• Your assignment: The expected output is each line in the data below that includes the string "white".

• Excerpted records:
********************
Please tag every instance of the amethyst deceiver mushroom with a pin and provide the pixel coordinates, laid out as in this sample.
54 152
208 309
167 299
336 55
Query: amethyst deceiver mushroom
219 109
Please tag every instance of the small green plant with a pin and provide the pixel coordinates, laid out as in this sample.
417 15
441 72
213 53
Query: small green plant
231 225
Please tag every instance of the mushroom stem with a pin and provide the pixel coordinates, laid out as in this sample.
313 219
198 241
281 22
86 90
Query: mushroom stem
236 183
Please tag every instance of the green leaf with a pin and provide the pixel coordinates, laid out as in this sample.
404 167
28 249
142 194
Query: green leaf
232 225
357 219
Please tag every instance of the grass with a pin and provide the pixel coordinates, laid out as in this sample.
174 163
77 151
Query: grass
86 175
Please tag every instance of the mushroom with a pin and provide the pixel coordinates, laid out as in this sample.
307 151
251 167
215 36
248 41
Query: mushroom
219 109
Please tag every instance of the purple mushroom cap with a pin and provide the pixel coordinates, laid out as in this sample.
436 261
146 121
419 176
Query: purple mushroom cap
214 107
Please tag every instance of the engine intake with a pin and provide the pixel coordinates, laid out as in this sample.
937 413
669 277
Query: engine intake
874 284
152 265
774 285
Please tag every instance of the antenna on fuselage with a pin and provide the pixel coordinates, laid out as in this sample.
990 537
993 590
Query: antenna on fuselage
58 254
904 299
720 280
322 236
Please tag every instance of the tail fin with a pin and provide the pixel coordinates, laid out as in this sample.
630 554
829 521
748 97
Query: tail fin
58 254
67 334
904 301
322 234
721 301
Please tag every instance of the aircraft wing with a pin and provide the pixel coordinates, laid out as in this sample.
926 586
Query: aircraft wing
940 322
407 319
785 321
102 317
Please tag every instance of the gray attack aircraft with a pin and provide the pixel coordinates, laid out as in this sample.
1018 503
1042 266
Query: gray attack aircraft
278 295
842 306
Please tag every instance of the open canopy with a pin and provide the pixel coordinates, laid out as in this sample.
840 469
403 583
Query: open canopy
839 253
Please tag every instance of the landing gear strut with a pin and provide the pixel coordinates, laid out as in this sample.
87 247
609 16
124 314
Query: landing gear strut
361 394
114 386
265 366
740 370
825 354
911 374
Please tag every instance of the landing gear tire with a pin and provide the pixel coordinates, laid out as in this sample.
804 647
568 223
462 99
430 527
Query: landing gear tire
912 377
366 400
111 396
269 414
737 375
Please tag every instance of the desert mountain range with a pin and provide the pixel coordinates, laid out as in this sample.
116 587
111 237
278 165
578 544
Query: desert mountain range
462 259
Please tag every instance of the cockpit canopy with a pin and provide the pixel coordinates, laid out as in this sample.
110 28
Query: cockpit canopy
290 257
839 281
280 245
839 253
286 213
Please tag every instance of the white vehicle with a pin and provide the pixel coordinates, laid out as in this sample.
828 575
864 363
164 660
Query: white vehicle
********************
• Response area:
Please tag every instance of the white vehicle with a pin and provide the pixel coordinates, laid out as in this sample.
Query: white vehicle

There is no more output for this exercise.